WHAT TO WORK ON ▸ From the text on adrenal insufficiency below, list every symptom it says low cortisol's effect on brain fuel can lead to.

EXTRACTED TEXT ▸

=======

What does adrenal insufficiency actually feel like in daily life?
In this episode, Chloe and Alex explore a My Adrenal Life article titled “Adrenal Insufficiency: Medically Real Things Patients Are Rarely Told.” The discussion looks at the gap between the textbook definition of adrenal insufficiency and the real-world experiences many patients face every day.
Most people are taught that adrenal insufficiency is simply a condition treated with steroid replacement to prevent adrenal crisis. But staying alive and functioning well are very different outcomes. Cortisol is involved in far more than emergency stress responses. It helps regulate circulation, brain energy supply, immune signaling, digestion, and recovery from stress.
Chloe opens the episode with a scenario many patients recognize: sitting still while the heart pounds, hands tremble, and a sense of doom appears without any emotional trigger. From the outside, it can look like anxiety. Physiologically, however, the body may be relying on adrenaline because cortisol levels are insufficient.
One key topic is circulation. Cortisol helps blood vessels respond properly to adrenaline and maintain vascular tone. Without it, blood vessels may not constrict effectively when someone stands or exerts themselves. Blood can pool in the lower body, causing dizziness, fatigue, or near-fainting episodes even when blood pressure readings appear normal in a clinic.
The episode also explores how adrenal insufficiency can affect brain energy metabolism. The brain relies heavily on glucose, and cortisol helps maintain a steady supply. When cortisol is low, the brain may experience reduced fuel availability. This can lead to brain fog, slowed thinking, sensory sensitivity, irritability, and difficulty finding words.
Because these symptoms affect mood and cognition, they are often mistaken for anxiety or depression rather than metabolic stress.
Chloe and Alex also discuss the idea that adrenal crisis often develops gradually. Early warning signs may include nausea, light or sound sensitivity, cognitive slowing, or unusual fatigue long before a collapse occurs.

=======

EXCERPTED RECORDS ▸
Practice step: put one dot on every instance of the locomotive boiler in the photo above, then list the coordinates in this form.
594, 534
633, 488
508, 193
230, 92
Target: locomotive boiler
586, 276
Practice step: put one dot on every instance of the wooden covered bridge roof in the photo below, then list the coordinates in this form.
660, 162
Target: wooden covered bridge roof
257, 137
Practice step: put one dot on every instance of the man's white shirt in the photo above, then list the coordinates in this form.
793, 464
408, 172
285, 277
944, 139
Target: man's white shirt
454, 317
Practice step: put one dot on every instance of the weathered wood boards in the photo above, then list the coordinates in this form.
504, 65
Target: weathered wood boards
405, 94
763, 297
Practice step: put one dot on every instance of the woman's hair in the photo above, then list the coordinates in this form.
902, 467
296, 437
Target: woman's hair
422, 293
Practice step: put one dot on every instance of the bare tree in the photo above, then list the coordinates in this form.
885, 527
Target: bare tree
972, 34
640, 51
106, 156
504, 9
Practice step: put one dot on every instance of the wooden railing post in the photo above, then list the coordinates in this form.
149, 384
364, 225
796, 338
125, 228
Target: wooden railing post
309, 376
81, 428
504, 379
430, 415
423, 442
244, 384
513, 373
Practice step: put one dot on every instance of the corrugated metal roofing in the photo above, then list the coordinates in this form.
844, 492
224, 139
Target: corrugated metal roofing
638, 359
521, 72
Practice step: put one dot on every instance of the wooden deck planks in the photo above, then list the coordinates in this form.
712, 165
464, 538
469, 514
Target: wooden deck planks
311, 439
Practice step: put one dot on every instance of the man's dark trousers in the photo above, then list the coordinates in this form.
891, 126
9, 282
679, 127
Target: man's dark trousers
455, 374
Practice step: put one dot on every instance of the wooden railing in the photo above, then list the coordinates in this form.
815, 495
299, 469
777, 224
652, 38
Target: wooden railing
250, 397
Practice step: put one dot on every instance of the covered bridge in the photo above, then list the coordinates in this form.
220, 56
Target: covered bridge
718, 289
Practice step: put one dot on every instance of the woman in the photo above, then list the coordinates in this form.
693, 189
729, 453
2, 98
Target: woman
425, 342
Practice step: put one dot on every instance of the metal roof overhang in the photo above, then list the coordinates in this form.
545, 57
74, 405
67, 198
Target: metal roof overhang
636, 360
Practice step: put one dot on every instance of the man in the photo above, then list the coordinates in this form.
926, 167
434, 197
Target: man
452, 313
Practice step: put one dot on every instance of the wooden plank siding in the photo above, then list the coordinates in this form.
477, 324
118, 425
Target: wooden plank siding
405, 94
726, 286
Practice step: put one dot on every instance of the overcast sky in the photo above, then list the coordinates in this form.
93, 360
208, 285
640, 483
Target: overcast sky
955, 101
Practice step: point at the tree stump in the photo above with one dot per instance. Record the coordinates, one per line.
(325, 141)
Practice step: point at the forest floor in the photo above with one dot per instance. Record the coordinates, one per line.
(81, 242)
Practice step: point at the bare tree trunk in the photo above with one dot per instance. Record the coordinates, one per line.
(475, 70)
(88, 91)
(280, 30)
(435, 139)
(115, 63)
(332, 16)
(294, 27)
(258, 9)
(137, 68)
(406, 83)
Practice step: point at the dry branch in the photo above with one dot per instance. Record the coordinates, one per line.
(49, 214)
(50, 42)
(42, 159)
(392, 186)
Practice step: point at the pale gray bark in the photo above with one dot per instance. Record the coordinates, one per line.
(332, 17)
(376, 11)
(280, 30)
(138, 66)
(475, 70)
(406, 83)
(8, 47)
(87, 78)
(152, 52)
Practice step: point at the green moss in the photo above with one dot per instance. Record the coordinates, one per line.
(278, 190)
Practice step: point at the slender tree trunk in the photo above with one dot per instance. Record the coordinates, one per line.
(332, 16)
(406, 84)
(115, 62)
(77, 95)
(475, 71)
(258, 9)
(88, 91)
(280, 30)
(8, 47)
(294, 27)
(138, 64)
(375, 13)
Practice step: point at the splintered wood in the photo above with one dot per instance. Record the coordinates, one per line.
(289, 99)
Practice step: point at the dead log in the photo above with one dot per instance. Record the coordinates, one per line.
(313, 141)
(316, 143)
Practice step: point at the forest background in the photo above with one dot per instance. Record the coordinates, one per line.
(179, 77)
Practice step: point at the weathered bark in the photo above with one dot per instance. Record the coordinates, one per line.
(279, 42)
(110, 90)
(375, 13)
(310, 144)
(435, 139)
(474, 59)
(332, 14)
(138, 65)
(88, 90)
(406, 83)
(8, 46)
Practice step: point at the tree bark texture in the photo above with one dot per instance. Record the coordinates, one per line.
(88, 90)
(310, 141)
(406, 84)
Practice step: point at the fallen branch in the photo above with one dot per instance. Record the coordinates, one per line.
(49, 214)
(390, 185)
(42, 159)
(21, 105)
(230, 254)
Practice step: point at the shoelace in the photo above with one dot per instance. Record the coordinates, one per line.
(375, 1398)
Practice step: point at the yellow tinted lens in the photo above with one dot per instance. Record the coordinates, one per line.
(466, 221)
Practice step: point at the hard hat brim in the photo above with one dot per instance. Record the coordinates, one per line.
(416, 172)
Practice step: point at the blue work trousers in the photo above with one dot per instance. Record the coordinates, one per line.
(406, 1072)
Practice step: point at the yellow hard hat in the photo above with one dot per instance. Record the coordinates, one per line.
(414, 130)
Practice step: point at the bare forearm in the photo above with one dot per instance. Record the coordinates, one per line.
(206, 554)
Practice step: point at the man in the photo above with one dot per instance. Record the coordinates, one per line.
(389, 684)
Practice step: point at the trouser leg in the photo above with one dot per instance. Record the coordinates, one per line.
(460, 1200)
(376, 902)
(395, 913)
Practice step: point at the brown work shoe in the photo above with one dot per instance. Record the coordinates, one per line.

=======

YOUR RESPONSE ▸
- brain fog
- slowed thinking
- sensory sensitivity
- irritability
- difficulty finding words